:: Records for processing

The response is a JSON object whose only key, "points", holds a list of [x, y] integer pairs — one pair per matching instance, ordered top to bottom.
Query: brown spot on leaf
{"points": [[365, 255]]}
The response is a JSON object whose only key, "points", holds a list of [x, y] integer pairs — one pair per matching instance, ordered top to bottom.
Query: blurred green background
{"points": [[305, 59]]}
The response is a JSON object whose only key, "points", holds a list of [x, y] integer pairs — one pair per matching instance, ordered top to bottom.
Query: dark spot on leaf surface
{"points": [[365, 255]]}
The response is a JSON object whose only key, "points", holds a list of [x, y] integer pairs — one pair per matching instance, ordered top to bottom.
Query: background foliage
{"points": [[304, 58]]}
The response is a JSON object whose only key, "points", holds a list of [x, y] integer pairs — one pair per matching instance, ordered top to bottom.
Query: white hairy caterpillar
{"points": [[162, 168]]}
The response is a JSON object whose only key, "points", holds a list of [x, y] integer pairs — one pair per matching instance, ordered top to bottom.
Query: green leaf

::::
:: Records for processing

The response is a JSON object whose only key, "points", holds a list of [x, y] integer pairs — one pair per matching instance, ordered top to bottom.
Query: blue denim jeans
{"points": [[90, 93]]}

::::

● **Exercise goal**: Identify each line in the data above that contains the word "background" and copy every one of those lines in full.

● **Answer to the exercise**:
Query: blurred green background
Query: background foliage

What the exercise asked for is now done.